**Exercise instructions**
1. Copy the passage from the article on fish songs between "With fishing as" and "songs about fish.", inclusive.
2. Carry on writing the fish songs article from the point where it stops.

**Extract provided**

With fishing as a common Southern hobby, it’s no surprise that many country tunes mention fish. But that’s not the only genre that does! Motown, rock, and jazz also use fish, bodies of water, and fishing as songwriting inspiration. Read on to discover 19 of the best songs about fish.
1. “Fishin’ In the Dark” by Nitty Gritty Dirt Band
Song year: 1987
This song has made its mark on the country music canon ever since its release in the late 1980s. The steady, mid-tempo beat lends itself well to a catchy singsong melody, and it’s also a good song to put on to dance the two-step.
The lyrics portray a couple who go down to the river to fish but don’t catch anything. Ultimately, they don’t care whether they see any success, as long as they can be with each other and enjoy nature. As they fall in love, the sound of crickets serenades them beneath a glistening moon.
Garth Brooks covered “Fishin’ In the Dark” in 2005, and other country artists have borrowed it as well.
2. “Fish” by Craig Campbell
Song year: 2011
Country music is at its peak with Campbell’s tune celebrating his girlfriend. Saying she loves to fish any time of the day or night, he marvels at how she even sneaks out of the house to be with him.
On the surface, the lyrics are about fishing, but the implication is about more risque activities. A cheeky fiddle weaves in and out of the verses for a naughty musical touch.
3. “Barracuda” by Heart
Song year: 1977
Sisters Ann and Nancy Wilson gave the world one of the most iconic guitar riffs of all time with “Barracuda.” The fast-paced rhythm, textured by manic drums and soaring vocals, drives the energy of this song, one of the band’s most famous.
The lyrics are somewhat ambiguous but seem to refer to a dangerous person who has the capacity to harm, similar to the killer instincts of a barracuda. In addition, there are references to a porpoise and other underwater elements, such as swimming.

**Supplied data**
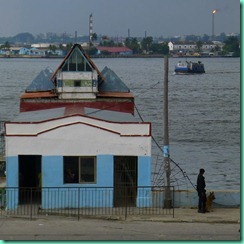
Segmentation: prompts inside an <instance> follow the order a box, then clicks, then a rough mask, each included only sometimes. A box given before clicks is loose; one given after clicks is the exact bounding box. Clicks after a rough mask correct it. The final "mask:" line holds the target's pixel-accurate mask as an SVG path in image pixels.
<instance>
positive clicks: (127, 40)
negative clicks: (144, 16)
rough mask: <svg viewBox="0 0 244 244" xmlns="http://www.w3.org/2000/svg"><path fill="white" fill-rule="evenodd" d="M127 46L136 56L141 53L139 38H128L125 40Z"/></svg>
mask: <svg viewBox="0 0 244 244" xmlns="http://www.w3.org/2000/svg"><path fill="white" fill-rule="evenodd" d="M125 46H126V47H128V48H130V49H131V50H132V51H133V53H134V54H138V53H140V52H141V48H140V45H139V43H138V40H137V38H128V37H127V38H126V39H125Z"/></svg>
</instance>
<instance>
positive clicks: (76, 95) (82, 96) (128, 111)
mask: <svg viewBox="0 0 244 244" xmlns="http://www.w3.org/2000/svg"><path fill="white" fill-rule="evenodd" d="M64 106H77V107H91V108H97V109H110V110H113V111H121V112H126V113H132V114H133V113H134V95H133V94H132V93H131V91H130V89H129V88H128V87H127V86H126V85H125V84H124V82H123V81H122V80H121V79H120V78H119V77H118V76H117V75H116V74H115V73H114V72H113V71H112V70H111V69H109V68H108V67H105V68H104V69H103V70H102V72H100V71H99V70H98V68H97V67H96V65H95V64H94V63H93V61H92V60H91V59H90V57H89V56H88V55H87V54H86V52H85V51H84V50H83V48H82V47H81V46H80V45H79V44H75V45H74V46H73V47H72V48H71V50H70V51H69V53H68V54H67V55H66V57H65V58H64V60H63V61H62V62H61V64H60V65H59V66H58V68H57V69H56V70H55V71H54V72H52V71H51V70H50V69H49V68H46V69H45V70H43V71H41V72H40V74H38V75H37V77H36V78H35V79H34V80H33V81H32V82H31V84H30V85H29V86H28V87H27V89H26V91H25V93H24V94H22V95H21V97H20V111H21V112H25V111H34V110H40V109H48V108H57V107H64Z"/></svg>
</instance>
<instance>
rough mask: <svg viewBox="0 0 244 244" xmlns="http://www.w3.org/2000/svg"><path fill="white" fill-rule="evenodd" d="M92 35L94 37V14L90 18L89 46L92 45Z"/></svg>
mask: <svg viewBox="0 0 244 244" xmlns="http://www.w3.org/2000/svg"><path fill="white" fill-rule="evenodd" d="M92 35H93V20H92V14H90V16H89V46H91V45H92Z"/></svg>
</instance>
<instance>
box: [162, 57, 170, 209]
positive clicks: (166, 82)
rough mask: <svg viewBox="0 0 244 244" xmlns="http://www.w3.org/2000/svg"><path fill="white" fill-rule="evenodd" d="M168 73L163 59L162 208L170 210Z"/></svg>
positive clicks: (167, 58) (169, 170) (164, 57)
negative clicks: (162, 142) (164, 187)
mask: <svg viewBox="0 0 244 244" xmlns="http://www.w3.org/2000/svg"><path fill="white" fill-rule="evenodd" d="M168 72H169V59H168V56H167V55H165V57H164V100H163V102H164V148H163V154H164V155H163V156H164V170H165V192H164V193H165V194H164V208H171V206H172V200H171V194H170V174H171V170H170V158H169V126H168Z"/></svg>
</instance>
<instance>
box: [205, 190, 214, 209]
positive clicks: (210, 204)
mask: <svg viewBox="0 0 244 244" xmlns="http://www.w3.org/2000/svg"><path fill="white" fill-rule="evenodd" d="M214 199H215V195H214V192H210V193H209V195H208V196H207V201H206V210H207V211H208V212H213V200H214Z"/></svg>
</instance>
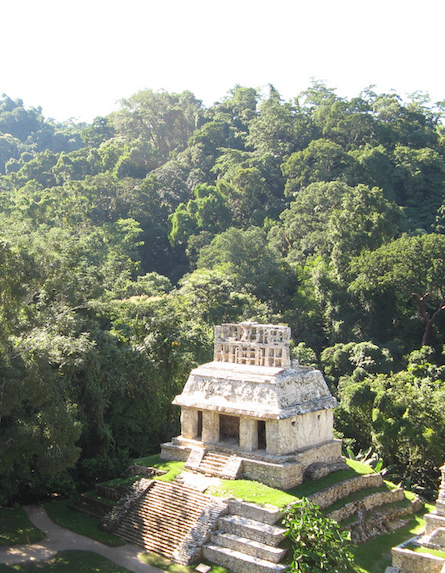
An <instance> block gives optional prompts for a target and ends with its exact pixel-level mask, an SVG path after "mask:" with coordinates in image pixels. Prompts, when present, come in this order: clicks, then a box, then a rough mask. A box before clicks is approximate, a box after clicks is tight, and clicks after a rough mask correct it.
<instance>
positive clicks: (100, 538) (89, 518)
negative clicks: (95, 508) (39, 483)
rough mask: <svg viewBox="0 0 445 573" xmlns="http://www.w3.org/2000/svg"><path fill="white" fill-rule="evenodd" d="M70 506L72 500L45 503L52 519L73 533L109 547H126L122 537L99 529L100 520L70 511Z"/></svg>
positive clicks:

**Outputs for the tasks**
1.
With fishing as a common Southern hobby, it’s no surprise that many country tunes mention fish. But that’s not the only genre that does! Motown, rock, and jazz also use fish, bodies of water, and fishing as songwriting inspiration. Read on to discover 19 of the best songs about fish.

2.
In the 2000s, the Blackeyed Peas singer Fergie covered this song, giving it new life and introducing it to a new generation of fans.
4. “Weird Fishes/Arpeggi” by Radiohead
Song year: 2007
An obsessed partner sings to the object of his affection, saying that he is willing to follow her to the depths of the ocean. Her pull drags him downwards and entraps him, but he doesn’t mind, preferring her company even if it means his destruction.
Lianne La Havas covered this song in 2020, giving it her unique neo-soul sound.
5. “Just Fishin’ “ by Trace Adkins
Song year: 2011
Common as a father-daughter dance number at weddings, this sweet story features the singer taking his little one out to the lake for some quality time. The connection between parent and child is touching, as he notes that his time with her making memories is precious.
Indeed, the Grammys thought so too, awarding “Just Fishin’” Best Country Song. It remains one of Adkins’ most popular tunes, and he often performs it in his live stadium shows.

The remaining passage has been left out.